## Written instruction
Filter the lines below and copy out each one that contains the word "window".

Collected data entries
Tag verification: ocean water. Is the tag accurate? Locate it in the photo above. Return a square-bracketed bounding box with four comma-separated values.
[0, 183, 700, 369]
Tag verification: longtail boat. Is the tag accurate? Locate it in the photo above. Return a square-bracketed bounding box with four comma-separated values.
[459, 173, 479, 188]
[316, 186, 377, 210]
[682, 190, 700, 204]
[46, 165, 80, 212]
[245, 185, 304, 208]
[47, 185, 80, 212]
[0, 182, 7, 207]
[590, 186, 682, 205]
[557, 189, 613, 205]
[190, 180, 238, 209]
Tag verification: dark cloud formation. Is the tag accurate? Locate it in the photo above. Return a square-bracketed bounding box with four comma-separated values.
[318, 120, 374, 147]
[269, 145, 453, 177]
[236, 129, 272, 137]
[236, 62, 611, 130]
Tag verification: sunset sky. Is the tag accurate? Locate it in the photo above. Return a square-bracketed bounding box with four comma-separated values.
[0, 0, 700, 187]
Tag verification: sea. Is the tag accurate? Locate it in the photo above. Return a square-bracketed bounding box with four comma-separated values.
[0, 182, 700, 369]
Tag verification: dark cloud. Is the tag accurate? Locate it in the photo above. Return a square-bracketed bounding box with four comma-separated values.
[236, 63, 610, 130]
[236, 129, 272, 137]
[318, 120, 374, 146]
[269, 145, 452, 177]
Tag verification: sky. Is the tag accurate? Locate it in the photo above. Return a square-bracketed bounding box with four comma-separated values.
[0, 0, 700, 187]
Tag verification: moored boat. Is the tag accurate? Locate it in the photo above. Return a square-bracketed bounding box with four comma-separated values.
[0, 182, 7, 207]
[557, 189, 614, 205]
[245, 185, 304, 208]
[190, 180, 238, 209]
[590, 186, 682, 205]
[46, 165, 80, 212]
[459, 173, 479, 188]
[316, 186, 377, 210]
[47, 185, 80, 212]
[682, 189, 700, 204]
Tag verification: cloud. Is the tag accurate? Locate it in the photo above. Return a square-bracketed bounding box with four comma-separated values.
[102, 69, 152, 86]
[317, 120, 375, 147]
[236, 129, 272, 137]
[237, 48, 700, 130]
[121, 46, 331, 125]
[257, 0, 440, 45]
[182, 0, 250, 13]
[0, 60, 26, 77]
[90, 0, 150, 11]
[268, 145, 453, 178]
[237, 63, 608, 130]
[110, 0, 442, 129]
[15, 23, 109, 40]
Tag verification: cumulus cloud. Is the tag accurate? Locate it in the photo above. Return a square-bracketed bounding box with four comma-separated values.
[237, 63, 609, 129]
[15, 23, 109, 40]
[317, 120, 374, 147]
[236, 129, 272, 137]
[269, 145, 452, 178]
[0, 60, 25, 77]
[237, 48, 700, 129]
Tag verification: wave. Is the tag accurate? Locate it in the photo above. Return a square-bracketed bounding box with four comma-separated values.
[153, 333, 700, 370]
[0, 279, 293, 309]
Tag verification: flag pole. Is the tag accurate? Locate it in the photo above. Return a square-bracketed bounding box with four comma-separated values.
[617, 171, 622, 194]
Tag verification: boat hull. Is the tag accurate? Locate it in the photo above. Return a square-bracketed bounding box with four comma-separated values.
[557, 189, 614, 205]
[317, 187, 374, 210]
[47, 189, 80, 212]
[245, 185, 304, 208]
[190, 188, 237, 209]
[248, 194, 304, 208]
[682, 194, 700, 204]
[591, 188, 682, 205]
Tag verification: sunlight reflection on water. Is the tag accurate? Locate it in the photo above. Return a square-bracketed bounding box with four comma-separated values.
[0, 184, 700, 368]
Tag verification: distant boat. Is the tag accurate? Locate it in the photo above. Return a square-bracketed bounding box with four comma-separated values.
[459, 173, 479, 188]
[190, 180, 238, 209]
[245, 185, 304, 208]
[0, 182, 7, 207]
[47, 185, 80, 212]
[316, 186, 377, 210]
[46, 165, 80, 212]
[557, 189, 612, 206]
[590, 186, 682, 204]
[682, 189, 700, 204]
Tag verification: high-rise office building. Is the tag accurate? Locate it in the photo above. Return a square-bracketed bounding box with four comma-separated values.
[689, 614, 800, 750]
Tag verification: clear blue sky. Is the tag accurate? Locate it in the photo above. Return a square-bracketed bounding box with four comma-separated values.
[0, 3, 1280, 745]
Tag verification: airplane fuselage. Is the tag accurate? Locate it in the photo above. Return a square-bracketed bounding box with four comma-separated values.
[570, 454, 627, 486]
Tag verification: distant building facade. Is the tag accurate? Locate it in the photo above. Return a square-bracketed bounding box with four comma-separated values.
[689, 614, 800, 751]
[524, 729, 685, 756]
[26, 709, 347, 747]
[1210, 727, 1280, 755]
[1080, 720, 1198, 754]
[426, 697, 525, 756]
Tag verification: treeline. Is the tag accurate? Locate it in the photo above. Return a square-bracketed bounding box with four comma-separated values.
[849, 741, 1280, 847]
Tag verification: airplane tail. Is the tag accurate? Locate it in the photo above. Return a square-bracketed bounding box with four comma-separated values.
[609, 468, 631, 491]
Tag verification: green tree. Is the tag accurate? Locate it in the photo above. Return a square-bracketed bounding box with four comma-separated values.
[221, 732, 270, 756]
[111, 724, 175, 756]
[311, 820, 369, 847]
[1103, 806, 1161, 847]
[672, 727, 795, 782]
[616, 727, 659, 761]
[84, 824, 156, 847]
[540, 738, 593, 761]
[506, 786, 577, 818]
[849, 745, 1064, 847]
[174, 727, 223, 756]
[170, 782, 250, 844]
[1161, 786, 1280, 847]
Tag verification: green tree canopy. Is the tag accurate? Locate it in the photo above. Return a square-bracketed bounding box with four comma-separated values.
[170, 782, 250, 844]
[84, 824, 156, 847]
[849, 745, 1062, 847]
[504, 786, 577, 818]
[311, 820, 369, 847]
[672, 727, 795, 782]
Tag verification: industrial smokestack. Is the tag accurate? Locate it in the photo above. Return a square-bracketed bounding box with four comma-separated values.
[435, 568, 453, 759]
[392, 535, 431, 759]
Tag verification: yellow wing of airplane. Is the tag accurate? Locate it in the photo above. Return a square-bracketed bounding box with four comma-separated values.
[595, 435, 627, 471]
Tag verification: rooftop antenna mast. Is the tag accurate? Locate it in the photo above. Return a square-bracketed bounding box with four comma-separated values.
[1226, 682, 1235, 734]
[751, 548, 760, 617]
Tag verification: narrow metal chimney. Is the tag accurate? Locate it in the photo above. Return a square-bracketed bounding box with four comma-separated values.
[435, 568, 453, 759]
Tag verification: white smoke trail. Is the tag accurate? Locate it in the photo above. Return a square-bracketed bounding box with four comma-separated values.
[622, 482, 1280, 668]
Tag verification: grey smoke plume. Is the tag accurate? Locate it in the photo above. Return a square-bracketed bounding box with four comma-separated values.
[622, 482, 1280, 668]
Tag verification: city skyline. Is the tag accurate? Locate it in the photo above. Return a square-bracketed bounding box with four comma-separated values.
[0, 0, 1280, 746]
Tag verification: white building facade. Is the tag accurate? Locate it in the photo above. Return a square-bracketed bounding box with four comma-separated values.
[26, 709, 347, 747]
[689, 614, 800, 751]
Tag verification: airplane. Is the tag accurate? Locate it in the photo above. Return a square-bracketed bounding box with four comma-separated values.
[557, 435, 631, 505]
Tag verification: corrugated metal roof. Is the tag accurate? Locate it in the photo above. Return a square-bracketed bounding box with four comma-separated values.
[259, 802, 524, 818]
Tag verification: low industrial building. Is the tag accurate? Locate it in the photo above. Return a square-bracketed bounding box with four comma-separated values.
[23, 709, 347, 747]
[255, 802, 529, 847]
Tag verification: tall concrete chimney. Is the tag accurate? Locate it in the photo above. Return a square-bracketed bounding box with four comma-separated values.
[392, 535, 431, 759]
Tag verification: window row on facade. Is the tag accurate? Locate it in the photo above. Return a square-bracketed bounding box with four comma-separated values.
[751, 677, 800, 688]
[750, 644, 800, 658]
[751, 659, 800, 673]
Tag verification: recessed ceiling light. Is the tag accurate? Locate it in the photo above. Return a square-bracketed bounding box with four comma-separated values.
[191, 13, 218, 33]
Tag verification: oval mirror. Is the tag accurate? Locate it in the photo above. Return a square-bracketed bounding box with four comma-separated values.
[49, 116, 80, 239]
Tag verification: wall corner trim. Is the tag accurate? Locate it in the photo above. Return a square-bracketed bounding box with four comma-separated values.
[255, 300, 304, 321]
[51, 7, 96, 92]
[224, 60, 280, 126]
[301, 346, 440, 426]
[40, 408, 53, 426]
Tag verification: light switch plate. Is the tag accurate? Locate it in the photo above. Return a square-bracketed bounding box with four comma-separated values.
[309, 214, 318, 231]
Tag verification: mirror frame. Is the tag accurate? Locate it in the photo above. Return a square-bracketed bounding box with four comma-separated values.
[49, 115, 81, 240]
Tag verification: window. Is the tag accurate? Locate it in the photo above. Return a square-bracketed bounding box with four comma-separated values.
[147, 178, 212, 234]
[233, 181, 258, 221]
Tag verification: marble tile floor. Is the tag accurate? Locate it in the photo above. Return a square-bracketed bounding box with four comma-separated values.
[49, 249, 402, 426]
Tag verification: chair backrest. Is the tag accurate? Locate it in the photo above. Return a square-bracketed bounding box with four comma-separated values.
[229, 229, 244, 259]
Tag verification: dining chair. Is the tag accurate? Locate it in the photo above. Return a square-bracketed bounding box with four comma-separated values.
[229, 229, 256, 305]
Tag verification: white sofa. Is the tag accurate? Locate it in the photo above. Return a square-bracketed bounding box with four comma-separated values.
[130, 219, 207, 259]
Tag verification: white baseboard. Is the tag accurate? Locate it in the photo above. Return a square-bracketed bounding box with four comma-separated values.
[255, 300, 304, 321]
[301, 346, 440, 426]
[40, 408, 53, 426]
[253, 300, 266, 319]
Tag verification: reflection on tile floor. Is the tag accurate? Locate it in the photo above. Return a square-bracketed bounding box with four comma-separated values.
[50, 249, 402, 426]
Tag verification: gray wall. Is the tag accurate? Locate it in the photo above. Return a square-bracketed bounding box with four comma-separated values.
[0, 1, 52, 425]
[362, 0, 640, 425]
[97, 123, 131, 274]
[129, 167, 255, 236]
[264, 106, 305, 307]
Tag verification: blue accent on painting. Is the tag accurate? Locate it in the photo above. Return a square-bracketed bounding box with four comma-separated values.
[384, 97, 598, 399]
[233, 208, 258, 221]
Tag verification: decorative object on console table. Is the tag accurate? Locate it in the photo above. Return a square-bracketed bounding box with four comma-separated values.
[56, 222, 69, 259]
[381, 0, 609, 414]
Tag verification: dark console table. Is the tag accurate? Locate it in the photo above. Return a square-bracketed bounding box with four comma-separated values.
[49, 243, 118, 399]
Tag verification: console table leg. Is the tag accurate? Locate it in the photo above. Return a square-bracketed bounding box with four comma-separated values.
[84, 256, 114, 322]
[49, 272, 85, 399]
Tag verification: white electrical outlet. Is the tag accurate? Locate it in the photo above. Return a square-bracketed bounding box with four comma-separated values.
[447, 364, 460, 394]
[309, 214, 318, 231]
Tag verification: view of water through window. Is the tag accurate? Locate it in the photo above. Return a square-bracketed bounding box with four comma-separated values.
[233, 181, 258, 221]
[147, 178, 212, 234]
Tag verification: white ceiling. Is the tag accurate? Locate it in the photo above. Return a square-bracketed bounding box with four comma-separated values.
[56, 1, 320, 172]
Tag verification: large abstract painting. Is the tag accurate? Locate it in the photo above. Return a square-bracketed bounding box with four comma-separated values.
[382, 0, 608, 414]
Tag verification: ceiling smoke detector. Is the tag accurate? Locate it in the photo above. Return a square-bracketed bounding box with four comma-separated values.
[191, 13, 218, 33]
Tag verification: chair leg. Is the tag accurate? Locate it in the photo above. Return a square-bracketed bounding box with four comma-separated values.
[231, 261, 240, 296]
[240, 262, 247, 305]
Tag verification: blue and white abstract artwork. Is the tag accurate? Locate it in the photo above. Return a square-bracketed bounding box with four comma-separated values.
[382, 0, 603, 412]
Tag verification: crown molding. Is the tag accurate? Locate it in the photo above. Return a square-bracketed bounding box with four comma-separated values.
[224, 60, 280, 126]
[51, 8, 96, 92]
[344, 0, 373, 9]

## Exercise answer
Tag verification: window row on facade. Is the tag accurate? Locate it in the photo above. Return a square-bracketed bounding box with four comma-separated values.
Tag verification: window. Is the tag accurate? Locate it in the photo above. Return a square-bracketed bounding box with four comma-separated values.
Tag verification: view of water through window. Is the tag accurate? Locate it in the photo above. Return a square-bracketed bounding box with four comma-separated values.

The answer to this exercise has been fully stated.